● Exercise objective
Reproduce the records below in full, changing each occurrence of "life jacket" to "personal flotation device" and leaving all other text unaltered.

● Data excerpts
* * *
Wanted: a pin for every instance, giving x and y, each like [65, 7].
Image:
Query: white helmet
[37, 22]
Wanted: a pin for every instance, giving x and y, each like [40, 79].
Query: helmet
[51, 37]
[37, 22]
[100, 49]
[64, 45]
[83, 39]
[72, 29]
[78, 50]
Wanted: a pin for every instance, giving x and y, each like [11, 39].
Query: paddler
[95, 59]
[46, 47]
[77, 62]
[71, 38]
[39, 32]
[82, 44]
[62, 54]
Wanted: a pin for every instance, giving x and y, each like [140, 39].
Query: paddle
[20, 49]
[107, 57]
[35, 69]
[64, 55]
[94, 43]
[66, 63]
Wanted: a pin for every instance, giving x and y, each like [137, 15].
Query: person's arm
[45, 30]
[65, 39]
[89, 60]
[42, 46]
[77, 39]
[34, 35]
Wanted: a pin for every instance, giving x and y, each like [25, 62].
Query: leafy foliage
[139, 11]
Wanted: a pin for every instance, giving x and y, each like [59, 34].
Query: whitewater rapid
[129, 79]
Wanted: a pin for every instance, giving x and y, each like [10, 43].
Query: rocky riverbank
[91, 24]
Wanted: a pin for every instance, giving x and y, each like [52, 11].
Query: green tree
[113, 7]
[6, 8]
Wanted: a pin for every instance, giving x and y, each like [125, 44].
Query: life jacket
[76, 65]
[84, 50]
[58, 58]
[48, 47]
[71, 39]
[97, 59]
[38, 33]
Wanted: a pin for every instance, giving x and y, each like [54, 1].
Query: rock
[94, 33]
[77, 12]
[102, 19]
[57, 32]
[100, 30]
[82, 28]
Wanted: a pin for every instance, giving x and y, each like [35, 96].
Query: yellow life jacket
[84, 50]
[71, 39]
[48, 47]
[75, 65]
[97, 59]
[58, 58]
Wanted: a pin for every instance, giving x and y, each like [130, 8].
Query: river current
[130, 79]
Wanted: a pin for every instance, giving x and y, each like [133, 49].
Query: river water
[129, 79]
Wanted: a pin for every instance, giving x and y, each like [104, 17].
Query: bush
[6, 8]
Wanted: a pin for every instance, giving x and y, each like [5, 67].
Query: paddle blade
* * *
● Complete answer
Wanted: a pin for every instance, giving x and y, each like [65, 7].
Image:
Query: white helmet
[37, 22]
Wanted: a pin for every instance, giving x and y, each like [40, 79].
Query: helmet
[51, 37]
[37, 22]
[100, 49]
[64, 45]
[83, 39]
[72, 29]
[78, 50]
Wanted: a pin for every instance, giving x and y, each like [11, 39].
Query: paddler
[95, 59]
[46, 47]
[77, 62]
[71, 38]
[39, 32]
[82, 44]
[62, 54]
Wanted: a pin for every instance, giving x and y, each like [140, 39].
Query: paddle
[20, 49]
[107, 57]
[35, 69]
[64, 55]
[94, 43]
[66, 63]
Wanted: a pin for every instance, giving x and y, each like [137, 15].
Query: person's arm
[45, 30]
[65, 39]
[89, 60]
[42, 46]
[77, 39]
[34, 35]
Wanted: a pin for every instance, giving x and y, each like [25, 62].
Query: leafy foliage
[139, 11]
Wanted: a pin for every instance, giving x and y, each like [59, 34].
Query: whitewater rapid
[129, 79]
Wanted: a pin for every instance, giving x and y, each like [10, 43].
Query: rocky riverbank
[91, 24]
Wanted: a pin for every instance, giving x and y, each like [52, 11].
Query: green tree
[113, 7]
[6, 8]
Wanted: a pin for every instance, giving x and y, each like [125, 44].
Query: personal flotation device
[76, 65]
[84, 50]
[58, 58]
[48, 47]
[71, 39]
[97, 59]
[38, 33]
Wanted: a pin for every instance, giving x and y, each like [54, 1].
Query: rock
[94, 33]
[77, 12]
[102, 19]
[57, 32]
[100, 30]
[82, 28]
Wanted: a pin for every instance, giving x and y, each like [35, 96].
Query: yellow personal flotation device
[84, 50]
[71, 39]
[48, 47]
[75, 65]
[97, 59]
[58, 58]
Wanted: a pin for every instance, giving x and y, each like [130, 8].
Query: river current
[130, 79]
Wanted: a pin for every instance, giving x and y, each like [133, 49].
Query: river water
[129, 79]
Wanted: a pin for every instance, giving x and y, each like [104, 17].
Query: bush
[6, 8]
Wanted: a pin for every instance, giving x and y, each like [5, 67].
Query: paddle blade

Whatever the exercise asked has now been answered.